(ASSIGNMENT) Filter this material down to the lines that hold "hand", copying each one.

(SUPPLIED RECORDS)
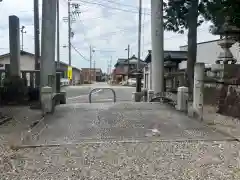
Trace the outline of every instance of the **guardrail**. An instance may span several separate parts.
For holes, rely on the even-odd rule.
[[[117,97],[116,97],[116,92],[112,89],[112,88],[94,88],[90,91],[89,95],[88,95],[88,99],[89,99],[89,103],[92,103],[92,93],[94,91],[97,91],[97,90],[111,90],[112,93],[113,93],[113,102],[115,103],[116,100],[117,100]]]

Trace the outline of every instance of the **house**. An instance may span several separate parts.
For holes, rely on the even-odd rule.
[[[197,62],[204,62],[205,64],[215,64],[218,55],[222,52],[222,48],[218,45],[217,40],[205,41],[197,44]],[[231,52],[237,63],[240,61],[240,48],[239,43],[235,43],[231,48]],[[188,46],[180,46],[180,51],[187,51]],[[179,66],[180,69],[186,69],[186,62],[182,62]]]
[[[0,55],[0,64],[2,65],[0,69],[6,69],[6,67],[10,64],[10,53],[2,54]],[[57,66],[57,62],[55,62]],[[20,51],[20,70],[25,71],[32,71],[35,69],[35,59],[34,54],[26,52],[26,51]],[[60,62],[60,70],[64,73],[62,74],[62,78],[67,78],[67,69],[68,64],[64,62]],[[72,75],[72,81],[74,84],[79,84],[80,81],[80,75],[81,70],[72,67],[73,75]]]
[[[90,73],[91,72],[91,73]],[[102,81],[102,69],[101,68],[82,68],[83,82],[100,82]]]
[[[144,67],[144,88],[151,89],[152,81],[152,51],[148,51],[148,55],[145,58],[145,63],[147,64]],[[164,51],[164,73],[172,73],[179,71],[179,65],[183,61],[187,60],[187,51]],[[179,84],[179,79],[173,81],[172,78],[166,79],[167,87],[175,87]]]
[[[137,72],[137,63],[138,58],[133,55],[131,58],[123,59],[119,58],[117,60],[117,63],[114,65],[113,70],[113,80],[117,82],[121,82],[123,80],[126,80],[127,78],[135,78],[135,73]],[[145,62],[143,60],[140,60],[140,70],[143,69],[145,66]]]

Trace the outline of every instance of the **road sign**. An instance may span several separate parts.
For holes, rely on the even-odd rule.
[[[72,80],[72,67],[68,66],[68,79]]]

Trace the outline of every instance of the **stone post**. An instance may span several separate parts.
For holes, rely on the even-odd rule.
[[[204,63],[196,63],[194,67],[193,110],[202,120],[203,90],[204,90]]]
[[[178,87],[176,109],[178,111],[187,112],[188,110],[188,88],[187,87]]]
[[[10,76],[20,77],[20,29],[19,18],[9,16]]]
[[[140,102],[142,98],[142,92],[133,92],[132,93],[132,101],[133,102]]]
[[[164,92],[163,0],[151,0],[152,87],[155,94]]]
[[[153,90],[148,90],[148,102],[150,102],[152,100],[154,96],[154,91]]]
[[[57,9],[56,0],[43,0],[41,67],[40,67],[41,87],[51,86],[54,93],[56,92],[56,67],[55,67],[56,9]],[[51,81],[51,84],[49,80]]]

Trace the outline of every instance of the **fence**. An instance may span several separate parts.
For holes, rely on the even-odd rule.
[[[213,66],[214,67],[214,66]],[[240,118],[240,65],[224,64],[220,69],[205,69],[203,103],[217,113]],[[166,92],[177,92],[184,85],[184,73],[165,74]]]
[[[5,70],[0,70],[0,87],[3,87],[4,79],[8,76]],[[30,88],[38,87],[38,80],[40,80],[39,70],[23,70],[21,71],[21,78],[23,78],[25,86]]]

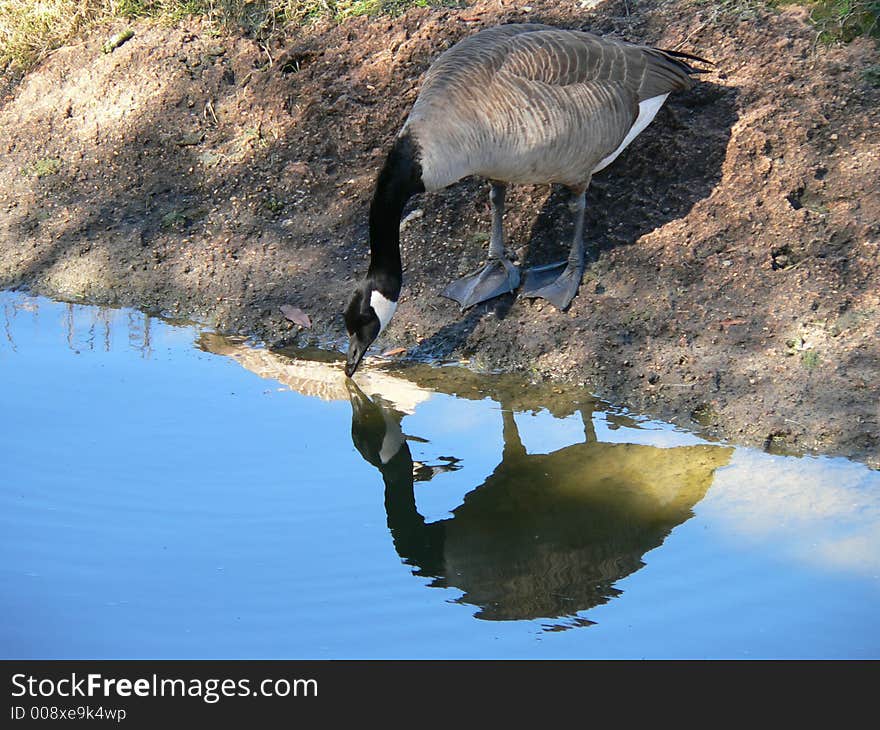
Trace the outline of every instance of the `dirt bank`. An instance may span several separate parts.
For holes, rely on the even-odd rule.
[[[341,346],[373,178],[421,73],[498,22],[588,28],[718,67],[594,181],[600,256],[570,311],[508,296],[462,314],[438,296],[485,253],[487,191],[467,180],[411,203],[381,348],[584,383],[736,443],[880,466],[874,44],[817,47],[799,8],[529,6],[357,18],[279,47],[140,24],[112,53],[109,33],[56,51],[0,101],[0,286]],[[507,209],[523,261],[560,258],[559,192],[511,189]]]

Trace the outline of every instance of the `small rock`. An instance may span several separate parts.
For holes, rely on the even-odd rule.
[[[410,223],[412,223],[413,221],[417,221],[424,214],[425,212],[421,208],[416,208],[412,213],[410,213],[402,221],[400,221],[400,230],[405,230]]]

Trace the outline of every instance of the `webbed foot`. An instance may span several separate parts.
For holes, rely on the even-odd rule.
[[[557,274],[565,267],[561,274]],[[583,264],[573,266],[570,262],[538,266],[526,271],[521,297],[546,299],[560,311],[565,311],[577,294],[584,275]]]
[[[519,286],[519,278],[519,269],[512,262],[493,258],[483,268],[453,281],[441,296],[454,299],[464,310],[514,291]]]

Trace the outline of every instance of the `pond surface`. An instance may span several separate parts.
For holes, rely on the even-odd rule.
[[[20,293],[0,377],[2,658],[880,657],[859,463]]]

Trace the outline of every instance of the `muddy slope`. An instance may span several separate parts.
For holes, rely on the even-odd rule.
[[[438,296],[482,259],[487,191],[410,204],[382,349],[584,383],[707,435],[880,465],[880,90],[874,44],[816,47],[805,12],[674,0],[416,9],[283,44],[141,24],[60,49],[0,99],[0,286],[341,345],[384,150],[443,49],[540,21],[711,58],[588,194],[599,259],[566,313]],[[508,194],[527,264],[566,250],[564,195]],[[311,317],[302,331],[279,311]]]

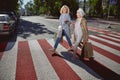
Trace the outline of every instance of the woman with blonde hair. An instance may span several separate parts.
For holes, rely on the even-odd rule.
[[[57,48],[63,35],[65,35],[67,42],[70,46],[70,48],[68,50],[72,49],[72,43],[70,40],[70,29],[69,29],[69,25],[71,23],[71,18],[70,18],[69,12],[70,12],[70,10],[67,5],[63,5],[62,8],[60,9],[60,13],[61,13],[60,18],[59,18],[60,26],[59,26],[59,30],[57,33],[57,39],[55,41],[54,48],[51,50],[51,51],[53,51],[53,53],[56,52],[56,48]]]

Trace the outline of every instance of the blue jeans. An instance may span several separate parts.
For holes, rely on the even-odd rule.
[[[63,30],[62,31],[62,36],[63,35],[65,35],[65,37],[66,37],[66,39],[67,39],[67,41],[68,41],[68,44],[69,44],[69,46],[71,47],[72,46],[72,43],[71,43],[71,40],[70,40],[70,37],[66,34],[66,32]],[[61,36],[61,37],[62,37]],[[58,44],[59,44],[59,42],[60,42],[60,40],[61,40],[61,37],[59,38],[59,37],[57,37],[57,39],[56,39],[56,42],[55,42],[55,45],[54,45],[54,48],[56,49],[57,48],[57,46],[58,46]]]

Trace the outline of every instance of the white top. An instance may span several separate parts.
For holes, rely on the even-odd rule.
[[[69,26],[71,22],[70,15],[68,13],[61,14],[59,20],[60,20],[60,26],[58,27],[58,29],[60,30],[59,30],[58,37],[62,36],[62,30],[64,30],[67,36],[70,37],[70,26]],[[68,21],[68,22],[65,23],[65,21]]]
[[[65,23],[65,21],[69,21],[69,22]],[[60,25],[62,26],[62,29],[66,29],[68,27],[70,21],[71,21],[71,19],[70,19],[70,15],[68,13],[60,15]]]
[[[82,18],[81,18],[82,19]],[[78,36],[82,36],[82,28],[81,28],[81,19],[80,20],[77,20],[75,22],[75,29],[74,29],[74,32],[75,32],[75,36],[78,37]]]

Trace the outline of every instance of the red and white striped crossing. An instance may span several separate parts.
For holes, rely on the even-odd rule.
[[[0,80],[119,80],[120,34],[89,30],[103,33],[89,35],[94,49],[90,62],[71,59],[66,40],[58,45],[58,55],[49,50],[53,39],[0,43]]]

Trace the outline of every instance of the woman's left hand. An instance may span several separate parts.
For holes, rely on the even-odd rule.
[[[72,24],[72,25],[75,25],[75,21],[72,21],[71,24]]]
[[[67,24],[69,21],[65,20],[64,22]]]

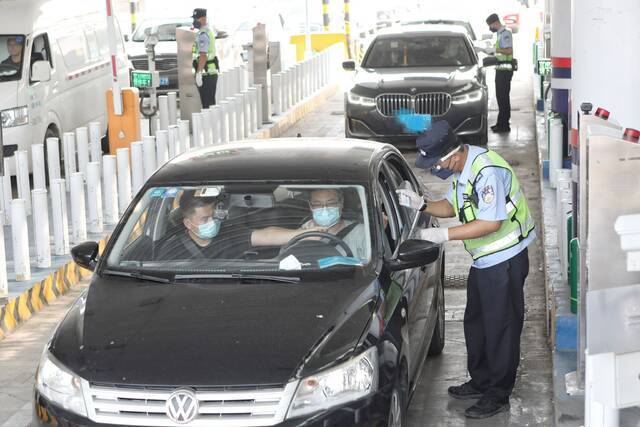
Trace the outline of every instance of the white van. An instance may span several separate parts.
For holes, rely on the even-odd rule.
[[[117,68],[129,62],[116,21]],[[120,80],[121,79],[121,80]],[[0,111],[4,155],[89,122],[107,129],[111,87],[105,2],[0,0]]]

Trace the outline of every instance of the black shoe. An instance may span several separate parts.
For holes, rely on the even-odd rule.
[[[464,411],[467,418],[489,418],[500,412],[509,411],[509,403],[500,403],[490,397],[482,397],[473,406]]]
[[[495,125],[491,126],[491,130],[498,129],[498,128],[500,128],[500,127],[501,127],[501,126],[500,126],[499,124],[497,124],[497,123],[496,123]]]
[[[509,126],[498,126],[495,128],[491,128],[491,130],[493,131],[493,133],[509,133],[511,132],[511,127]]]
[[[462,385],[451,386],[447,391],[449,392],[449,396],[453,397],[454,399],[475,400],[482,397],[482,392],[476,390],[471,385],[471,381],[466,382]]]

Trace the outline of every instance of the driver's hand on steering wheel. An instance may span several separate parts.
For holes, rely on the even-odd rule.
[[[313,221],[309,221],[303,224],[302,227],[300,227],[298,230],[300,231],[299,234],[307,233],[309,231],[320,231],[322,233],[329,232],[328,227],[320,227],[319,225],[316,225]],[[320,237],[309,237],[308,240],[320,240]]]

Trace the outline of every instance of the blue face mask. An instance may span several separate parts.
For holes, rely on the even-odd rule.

--

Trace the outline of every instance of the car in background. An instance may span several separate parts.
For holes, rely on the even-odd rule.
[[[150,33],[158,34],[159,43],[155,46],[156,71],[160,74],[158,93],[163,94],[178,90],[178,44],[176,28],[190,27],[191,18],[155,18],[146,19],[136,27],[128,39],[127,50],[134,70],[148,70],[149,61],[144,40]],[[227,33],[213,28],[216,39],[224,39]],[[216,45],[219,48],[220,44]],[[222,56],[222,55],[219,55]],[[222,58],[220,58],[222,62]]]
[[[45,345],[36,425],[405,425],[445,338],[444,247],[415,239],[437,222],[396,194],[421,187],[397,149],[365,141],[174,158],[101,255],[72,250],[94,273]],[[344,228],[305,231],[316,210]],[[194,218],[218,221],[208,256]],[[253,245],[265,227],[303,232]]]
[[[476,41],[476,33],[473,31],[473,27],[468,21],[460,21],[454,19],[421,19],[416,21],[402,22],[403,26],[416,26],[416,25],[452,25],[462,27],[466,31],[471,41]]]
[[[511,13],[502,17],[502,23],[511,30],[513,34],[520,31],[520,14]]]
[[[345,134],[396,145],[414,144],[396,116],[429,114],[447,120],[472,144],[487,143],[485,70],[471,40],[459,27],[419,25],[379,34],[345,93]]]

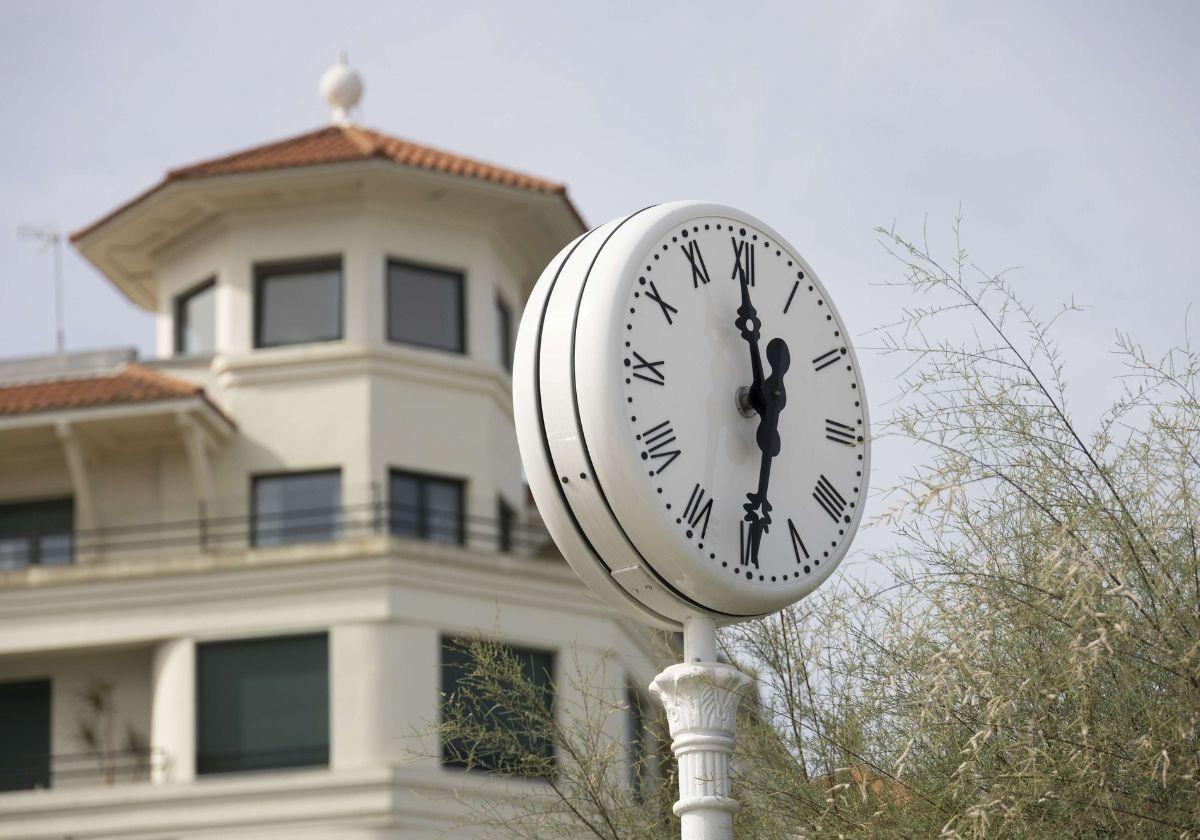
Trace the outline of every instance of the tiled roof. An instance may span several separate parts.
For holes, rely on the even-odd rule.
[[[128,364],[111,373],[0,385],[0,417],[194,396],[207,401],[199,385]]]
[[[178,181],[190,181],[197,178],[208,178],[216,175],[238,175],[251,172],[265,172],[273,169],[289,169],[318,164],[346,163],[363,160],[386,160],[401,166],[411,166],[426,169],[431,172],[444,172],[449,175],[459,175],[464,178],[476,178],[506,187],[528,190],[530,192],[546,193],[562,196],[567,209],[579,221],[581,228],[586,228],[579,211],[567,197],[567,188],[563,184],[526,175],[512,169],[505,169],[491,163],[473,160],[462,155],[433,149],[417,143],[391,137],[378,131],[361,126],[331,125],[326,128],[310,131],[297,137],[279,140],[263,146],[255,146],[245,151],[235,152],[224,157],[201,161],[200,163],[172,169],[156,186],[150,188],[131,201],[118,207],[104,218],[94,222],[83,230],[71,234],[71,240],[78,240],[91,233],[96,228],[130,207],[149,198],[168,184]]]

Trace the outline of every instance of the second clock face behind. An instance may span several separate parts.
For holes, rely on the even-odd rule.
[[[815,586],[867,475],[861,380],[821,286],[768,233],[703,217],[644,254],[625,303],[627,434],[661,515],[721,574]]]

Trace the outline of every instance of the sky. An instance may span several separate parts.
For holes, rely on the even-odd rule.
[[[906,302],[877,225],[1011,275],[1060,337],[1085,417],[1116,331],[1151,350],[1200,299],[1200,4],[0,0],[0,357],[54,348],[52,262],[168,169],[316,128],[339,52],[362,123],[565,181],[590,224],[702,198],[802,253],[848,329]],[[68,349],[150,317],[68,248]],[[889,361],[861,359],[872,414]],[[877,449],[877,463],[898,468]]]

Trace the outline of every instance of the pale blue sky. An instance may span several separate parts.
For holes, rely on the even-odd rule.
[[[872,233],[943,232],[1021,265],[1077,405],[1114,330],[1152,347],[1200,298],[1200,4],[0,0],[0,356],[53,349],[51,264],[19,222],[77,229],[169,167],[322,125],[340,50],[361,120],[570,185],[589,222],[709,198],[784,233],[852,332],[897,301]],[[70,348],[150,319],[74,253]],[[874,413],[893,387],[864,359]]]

(EXERCISE OUTPUT)
Trace the outline of every instance of the woman's left hand. An instance may span several separate parts.
Trace the outline of every instance of the driver's hand on steering wheel. An instance may span several separate parts.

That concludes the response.